Wednesday, March 9, 2011

Wow!

So many different things going on this past week and weekend, it was hard to keep my heading from spinning.

My poor sick boys. They both got the brunt end of some yucky stuff, that's for sure. Brayden with strep and Jake with strep and double ear infections. What burns me up is that we went to urgent care, I told the MD that we use a particular antibiotic for Jake's ear infections, but she wrote what she wanted anyway. So fast forward to Tuesday and his fever sparks again and his ears are so bad that I dont even want to describe what our ped said they look like. My poor boy! They both have been troopers!

Alexis had an AMAZING cheer comp this weekend! 1st place and Division Champs for Rockstarz and 2nd place for Chrystalz! I am so so proud of her!!!!!! Unfortunately, I had to miss it bc they boys were still sick. I hope Alexis understood how sorry I was to have missed it. Sometimes life just gets pretty crazy.

[Stored items]
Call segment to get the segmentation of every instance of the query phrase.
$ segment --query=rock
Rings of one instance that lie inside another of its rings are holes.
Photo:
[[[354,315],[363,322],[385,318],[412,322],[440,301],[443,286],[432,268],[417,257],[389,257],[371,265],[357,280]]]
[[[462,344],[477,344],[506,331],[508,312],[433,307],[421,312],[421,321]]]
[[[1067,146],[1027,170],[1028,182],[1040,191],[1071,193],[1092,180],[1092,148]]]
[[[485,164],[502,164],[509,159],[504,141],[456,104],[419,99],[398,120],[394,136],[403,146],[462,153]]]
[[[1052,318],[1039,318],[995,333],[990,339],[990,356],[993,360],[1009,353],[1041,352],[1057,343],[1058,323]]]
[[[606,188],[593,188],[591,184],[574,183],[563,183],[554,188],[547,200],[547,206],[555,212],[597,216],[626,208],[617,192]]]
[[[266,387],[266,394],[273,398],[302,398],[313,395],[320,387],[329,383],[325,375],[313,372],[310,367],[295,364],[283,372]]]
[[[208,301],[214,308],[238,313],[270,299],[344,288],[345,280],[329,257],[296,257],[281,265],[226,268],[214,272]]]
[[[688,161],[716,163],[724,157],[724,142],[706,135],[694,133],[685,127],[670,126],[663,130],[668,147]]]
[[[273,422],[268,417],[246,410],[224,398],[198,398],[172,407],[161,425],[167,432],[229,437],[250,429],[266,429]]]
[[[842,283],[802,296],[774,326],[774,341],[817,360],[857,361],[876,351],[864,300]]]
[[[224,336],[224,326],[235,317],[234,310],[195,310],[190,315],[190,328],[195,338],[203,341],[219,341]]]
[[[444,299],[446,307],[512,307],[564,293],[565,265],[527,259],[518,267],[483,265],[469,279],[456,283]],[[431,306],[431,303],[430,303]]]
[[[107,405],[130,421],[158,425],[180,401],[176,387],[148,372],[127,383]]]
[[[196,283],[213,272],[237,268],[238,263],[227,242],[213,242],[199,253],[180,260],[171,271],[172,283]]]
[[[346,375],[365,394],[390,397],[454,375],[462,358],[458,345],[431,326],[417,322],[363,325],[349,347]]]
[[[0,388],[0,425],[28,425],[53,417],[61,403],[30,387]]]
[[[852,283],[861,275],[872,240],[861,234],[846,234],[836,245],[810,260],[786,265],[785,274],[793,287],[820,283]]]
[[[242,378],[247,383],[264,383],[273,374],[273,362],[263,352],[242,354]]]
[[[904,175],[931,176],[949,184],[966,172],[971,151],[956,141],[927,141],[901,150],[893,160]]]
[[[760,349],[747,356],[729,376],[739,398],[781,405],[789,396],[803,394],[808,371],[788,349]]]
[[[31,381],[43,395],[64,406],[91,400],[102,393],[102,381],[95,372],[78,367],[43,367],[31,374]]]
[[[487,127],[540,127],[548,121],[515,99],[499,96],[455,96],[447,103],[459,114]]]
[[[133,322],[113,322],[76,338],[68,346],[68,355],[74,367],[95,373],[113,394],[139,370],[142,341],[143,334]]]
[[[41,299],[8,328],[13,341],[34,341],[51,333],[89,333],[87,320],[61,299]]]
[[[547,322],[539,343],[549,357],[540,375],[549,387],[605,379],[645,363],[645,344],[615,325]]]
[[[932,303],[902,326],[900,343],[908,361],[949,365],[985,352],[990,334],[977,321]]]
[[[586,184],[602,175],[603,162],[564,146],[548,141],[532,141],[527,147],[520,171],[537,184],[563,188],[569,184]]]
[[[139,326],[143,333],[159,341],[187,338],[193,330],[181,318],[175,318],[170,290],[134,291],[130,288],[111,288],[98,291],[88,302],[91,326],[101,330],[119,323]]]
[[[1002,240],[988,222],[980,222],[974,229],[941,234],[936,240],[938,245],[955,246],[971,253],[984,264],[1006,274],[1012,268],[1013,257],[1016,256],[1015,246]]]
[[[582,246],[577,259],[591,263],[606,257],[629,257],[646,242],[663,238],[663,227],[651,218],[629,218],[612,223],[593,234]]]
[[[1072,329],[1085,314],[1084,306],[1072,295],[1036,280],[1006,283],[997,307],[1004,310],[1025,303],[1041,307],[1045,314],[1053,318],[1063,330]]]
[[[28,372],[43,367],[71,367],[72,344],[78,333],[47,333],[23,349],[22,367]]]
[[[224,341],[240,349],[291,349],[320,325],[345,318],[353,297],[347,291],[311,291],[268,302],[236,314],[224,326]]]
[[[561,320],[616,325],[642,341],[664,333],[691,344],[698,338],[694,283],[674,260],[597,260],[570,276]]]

**What this exercise asks:**
1. Name every child mentioned by name in the blog post about the sick boys and the cheer competition.
2. Resume the blog post about the sick boys and the cheer competition, starting right after its final sentence.
The records were taken from a separate source and are unrelated to the text.

**Answer list:**
1. Brayden, Jake, Alexis

2.
We had yet another repair to our home and I swear, I'm about sick of home repairs. This time it was a dishwasher. Ours completely broke, no warning, no nothing- just caput! We did replace it with a nice stainless steel one though. Im trying to convince Mike to buy a new stove now too, so our kitchen will match. It's just money, right?! LOL

We had a really fun time at the Jackass 3 dvd premiere party on Monday. Mike even ziplined. LOL It was held on the Paramount Studios lot and there was a ton of things to do in addition to the ziplining. We had a few drinks, watched the red carpet arrivals and made our way out. Roscoe Chicken and Waffles has been talked about and so many pics lately by CF people, we just had to try it. Eh- fun to go- not food I would get again.

Looks like we are heading towards getting tubes in Jake's ears, as he has had 4 ear infections since October. While I know this isn't the issue he had with his speech originally b/c he didn't get ear infections very often at all, maybe it will give him a boost in some progress. He has been wanting to talk more and more often lately. I am even understanding more and more of it! So proud of him!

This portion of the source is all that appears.